Exercise description - Reproduce the full fight-night report below word for word.

Text shown -
___

Haag did announce next month's main event, which will pit Coppick against Gabe "Steel" Duckworth of Ketchikan on Feb. 14 (a change from the originally scheduled night). Duckworth is the youngest member of the fighting Duckworth clan, which also includes father Jack and brother Tyson, and in November 2001 he beat three-time Southeast Showdown heavyweight champion Russell "Dirt" Stevens.
Most of the other 10 fights on Friday featured even matchups and the balanced card produced one of the better overall nights in the four years of Roughhouse Friday events.
The semi-main event was a women's bout between Katrina "Crazy Katrina" Hansen and Amanda "Mocha Queen" Harding. The two fought in December, with Harding winning a close decision after the two women traded about 50-75 punches each per round. This time Hansen won by a decision.
This month's rematch didn't have the same nonstop action of the December bout, but the two fighters still traded a lot of leather. At the end of the second round, Harding went to her corner clutching her right hand to her side. After the fight, she was in pain as the right glove was pulled off her hand and she was given an icebag. When the decision was announced for Hansen, Harding threw the icebag high into air and stormed out of the ring while Hansen celebrated her first victory.

___

Saved entries
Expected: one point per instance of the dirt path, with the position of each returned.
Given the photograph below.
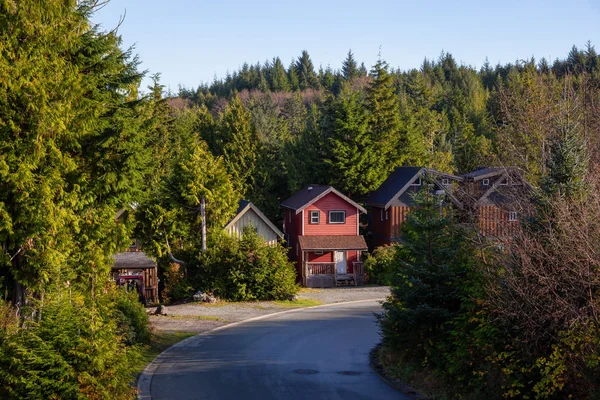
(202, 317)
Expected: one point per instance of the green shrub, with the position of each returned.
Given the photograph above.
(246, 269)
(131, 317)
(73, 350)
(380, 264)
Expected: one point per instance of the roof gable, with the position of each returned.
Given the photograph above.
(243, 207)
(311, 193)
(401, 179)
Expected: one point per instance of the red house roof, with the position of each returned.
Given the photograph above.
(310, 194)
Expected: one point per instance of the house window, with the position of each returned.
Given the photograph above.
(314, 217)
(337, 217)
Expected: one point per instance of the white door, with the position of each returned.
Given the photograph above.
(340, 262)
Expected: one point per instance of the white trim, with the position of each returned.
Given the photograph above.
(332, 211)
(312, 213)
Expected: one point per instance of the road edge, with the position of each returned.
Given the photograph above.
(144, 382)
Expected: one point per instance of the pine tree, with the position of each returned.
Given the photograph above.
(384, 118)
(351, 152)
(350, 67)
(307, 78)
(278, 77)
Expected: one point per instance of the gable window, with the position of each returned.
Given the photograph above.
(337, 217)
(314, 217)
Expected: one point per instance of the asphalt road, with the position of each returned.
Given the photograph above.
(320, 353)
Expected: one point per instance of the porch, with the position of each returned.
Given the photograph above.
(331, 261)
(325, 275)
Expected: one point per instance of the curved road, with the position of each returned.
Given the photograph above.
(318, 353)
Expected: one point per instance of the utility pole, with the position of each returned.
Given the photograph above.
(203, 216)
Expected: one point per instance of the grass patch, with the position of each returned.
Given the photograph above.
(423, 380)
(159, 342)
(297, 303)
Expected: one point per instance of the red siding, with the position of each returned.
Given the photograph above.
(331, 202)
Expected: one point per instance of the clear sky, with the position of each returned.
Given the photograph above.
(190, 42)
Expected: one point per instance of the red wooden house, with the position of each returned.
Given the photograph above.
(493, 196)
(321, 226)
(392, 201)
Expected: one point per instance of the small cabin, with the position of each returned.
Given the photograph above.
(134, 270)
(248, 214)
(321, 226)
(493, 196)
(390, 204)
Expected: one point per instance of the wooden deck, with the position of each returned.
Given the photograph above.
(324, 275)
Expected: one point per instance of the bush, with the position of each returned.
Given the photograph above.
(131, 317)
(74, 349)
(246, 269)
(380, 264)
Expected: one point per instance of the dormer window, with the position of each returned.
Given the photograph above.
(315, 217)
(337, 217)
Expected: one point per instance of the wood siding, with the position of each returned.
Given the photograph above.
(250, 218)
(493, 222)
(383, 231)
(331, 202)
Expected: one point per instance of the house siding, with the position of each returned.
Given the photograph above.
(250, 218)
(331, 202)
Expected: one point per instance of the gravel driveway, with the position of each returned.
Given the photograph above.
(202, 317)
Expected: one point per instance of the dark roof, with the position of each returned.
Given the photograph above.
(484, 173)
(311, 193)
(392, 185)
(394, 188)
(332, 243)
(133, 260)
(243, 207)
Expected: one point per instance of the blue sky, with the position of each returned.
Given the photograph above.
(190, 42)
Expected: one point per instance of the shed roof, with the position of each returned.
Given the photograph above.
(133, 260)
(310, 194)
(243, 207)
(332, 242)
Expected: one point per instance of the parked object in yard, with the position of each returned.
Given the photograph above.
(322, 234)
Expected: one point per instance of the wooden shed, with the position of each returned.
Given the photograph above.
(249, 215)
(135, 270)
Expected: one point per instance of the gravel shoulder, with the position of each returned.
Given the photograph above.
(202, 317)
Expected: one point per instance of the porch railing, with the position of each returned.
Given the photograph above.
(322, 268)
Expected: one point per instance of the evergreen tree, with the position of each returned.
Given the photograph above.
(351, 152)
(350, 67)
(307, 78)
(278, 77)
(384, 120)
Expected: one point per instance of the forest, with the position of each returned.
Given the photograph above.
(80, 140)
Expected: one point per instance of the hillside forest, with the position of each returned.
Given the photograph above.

___

Response to this exercise -
Haag did announce next month's main event, which will pit Coppick against Gabe "Steel" Duckworth of Ketchikan on Feb. 14 (a change from the originally scheduled night). Duckworth is the youngest member of the fighting Duckworth clan, which also includes father Jack and brother Tyson, and in November 2001 he beat three-time Southeast Showdown heavyweight champion Russell "Dirt" Stevens.
Most of the other 10 fights on Friday featured even matchups and the balanced card produced one of the better overall nights in the four years of Roughhouse Friday events.
The semi-main event was a women's bout between Katrina "Crazy Katrina" Hansen and Amanda "Mocha Queen" Harding. The two fought in December, with Harding winning a close decision after the two women traded about 50-75 punches each per round. This time Hansen won by a decision.
This month's rematch didn't have the same nonstop action of the December bout, but the two fighters still traded a lot of leather. At the end of the second round, Harding went to her corner clutching her right hand to her side. After the fight, she was in pain as the right glove was pulled off her hand and she was given an icebag. When the decision was announced for Hansen, Harding threw the icebag high into air and stormed out of the ring while Hansen celebrated her first victory.